*** Block opens ***

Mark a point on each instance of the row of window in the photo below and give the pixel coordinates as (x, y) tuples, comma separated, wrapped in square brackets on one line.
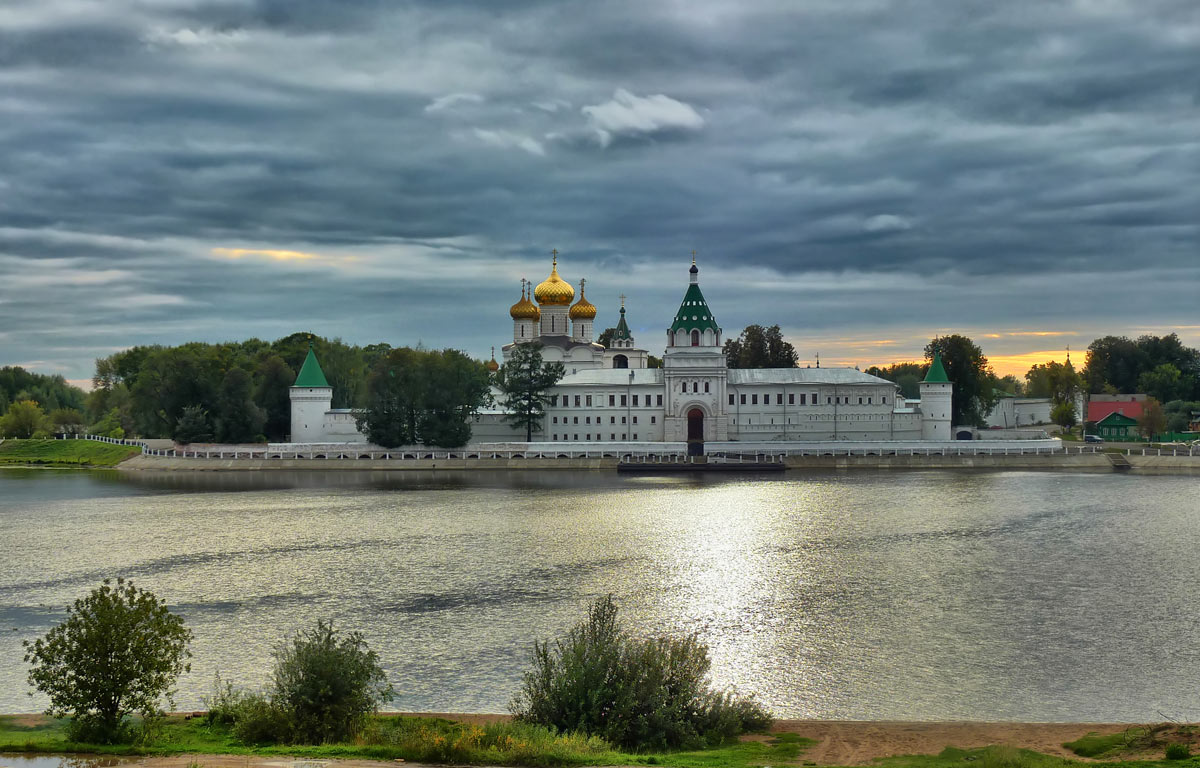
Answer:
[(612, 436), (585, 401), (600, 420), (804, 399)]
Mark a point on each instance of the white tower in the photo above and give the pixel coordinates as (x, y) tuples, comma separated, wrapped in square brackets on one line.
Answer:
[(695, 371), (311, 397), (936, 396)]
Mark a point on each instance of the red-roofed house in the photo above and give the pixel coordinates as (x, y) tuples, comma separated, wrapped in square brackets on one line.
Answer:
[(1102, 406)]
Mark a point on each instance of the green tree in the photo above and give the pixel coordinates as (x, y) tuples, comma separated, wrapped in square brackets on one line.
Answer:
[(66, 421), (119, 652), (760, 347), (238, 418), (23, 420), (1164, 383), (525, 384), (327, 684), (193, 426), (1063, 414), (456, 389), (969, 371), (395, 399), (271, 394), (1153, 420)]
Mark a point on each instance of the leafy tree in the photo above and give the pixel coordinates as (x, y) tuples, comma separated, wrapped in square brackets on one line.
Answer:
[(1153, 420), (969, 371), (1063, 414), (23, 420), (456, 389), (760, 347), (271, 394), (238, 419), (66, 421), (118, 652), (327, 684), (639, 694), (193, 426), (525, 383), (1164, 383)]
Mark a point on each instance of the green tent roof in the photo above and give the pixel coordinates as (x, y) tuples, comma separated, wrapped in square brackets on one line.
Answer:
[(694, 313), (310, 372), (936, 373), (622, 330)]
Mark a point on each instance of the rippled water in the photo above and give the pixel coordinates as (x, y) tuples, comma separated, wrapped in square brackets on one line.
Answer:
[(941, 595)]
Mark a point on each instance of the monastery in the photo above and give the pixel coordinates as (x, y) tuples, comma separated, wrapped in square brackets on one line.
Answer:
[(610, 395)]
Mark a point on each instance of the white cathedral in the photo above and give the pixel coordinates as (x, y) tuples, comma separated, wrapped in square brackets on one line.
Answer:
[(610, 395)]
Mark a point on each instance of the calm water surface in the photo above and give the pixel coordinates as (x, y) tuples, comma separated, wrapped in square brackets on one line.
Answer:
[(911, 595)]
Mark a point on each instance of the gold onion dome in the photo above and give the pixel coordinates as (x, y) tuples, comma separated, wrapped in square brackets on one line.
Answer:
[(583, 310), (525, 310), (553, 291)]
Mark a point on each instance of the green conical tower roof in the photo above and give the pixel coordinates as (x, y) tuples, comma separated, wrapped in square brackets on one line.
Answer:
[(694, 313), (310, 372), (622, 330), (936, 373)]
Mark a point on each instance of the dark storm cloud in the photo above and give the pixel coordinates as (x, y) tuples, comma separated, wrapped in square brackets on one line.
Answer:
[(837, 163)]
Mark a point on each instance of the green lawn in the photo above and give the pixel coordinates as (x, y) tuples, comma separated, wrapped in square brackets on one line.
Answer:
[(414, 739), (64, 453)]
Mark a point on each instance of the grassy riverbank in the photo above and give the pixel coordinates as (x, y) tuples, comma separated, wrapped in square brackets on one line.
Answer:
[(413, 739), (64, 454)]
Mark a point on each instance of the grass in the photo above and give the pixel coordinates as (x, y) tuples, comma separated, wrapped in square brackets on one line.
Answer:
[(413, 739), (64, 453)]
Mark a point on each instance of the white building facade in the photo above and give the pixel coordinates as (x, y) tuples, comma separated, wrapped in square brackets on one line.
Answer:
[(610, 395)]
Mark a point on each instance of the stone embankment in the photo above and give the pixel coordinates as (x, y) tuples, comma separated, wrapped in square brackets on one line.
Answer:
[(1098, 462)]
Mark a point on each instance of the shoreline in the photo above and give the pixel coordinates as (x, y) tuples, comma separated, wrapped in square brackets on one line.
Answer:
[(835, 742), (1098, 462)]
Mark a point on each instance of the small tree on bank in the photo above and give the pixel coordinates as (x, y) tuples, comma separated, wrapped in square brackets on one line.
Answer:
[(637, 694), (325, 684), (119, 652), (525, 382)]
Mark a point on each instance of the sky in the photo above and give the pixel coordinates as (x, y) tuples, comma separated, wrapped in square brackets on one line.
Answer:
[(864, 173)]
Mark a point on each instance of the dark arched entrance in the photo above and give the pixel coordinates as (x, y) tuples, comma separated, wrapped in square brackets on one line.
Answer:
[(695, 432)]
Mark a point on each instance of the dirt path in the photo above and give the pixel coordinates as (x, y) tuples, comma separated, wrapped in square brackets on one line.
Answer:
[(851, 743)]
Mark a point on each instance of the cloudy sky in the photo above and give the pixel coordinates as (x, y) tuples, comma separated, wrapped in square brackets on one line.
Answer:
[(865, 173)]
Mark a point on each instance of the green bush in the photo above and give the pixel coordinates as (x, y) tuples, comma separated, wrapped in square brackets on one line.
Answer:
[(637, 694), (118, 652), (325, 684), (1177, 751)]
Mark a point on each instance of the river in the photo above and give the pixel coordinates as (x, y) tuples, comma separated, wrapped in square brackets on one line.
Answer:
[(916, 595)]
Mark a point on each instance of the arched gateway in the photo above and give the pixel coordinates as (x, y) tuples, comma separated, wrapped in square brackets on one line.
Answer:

*** Block closes ***

> _ASSIGNMENT_
What you return must match the records exactly, apart from the images, which are omitted.

> _EXERCISE RESPONSE_
Mark a point on each instance of the row of window in the photo below and give the pixel coordinates as (x, y) tuples, comma separated, wrapped in square brackets on one line.
Answer:
[(612, 436), (585, 401), (600, 420), (804, 399)]
Mark a point on each instance of the white tower in the photo above and give the pixel coordinates as (x, y) tuples, comma separated, wrapped in square brackets on one line.
Answer:
[(695, 371), (311, 397), (936, 396)]
Mark a point on each instance of the red-roofed house in the photo above and give the pixel coordinates as (x, y) tuples, comma separated, wrapped in square brackets on one line.
Answer:
[(1102, 406)]
Mark a point on each instance of the green tree in the photo above and give the pixel coordinates as (x, y) tuples, comma separated, wrapped in square brackets on one line.
Answer:
[(66, 421), (119, 652), (760, 347), (238, 418), (23, 420), (1164, 383), (525, 384), (327, 684), (193, 426), (1063, 414), (456, 389), (969, 371), (395, 399), (271, 394), (1153, 420)]
Mark a point on each instance of the leafy tree in the photo above and give the pixel coordinates as (x, y) tuples, comma separated, wrapped in square brackets on one line.
Answer:
[(1153, 420), (969, 371), (1063, 414), (23, 420), (456, 389), (760, 347), (271, 394), (238, 419), (66, 421), (118, 652), (327, 684), (639, 694), (193, 426), (525, 383), (1164, 383)]
Mark a point on each instance of the green tent roof in the photo above and give the pixel coordinates as (x, y) tuples, comma separated, wrapped in square brackets on one line.
Answer:
[(694, 313), (310, 372), (936, 373), (622, 330)]
Mark a point on each instance of the rippled water in the photo above and give the pixel coordinates as (x, y) tuples, comma separated, wrapped in square brackets on one line.
Answer:
[(941, 595)]
Mark a point on each instance of the monastery in the photo above and give the pixel coordinates as (x, y) tuples, comma separated, wrapped in square brackets on one line.
Answer:
[(610, 395)]
Mark a point on each instance of the white cathedral in the photo above and give the pixel coordinates as (x, y) tuples, comma separated, wrapped in square brackets on one line.
Answer:
[(610, 395)]
Mark a point on each instance of the calm water surface in the photo above and give the pixel coordinates as (x, y) tuples, comma separated, wrapped in square brackets on one line.
Answer:
[(911, 595)]
Mark a point on each instance of the gold onion dome in the photo above and give the pixel coordinates as (x, y) tuples, comma separated, wrapped in square brackets on one line.
Answer:
[(583, 310), (525, 310), (553, 291)]
Mark a point on each instance of the green conical tower roof in the photo above and give the pixel coordinates as (x, y) tuples, comma separated, wrapped in square brackets on one line.
Answer:
[(694, 313), (310, 372), (622, 330), (936, 373)]
Mark a point on each instance of the dark storm cloud in the photo above and give the pixel coordinates as (x, y) tuples, comma separated, wrapped in square brackets on one line.
Answer:
[(837, 163)]
Mark a point on each instance of the green lawn in the photo above and give the pixel coordinates as (x, y) tuples, comma separated, wrapped in square brackets on one line.
Answer:
[(414, 739), (64, 453)]
Mark a point on each instance of the grassy riverbank in the photo above and give the pixel coordinates as (x, y) tuples, comma separated, wrapped in square brackets on one line.
Answer:
[(413, 739), (64, 454)]
Mark a point on each instance of the grass in the photo above and give the pixel coordinates as (x, y) tuples, comma separated, wrapped in square brackets on one line.
Answer:
[(413, 739), (64, 453)]
Mark a point on each instance of the white building facade in the photo above and give the pixel coordinates as (x, y) tuples, comma separated, wrapped in square brackets on one line.
Answer:
[(610, 395)]
Mark a point on each instance of the stone embankment in the photo above and give the pixel coordinates as (x, y) tuples, comma separated, wrapped in square brackets on one line.
Answer:
[(1098, 462)]
Mark a point on each instance of the shoreline in the photo above and give the pixel coordinates as (x, y) tuples, comma separated, wrapped in square brackets on one line.
Answer:
[(835, 742), (1098, 462)]
Mark a point on each instance of the small tree on bank in the photo above and give the pixel coordinates as (x, y) tuples, comma separated, wrapped in square brackets on one line.
Answer:
[(637, 694), (325, 684), (119, 652), (525, 382)]
Mark a point on each instance of the sky in the photo above and give the pixel coordinates as (x, y) tuples, comma separated, wrapped in square brackets on one line.
Answer:
[(864, 173)]
Mark a point on each instance of the dark arched entrance in the photo above and give the pixel coordinates as (x, y) tuples, comma separated, wrapped in square brackets on one line.
Answer:
[(695, 432)]
Mark a point on each instance of the dirt path in the photo above and give the pixel coordinates as (x, y) tuples, comma separated, wrapped in square brackets on one line.
Answer:
[(851, 743)]
Mark a point on each instance of the cloudy sky in the photo above and give the pixel coordinates as (x, y) tuples, comma separated, wrapped in square brackets on one line.
Answer:
[(865, 173)]
Mark a point on each instance of the green bush in the photo above and give the pixel coordinates as (x, y) tuples, comma separated, wrapped in square brackets on one line.
Answer:
[(637, 694), (118, 652), (325, 684), (1177, 751)]
Mark a point on each instance of the river in the photo above and give the pixel coordinates as (x, y) tuples, comma separated, wrapped in square brackets on one line.
Answer:
[(916, 595)]
Mark a point on each instance of the arched gateway in the photo above and give the pixel coordinates as (x, y) tuples, comma separated, wrapped in square brackets on one line.
Answer:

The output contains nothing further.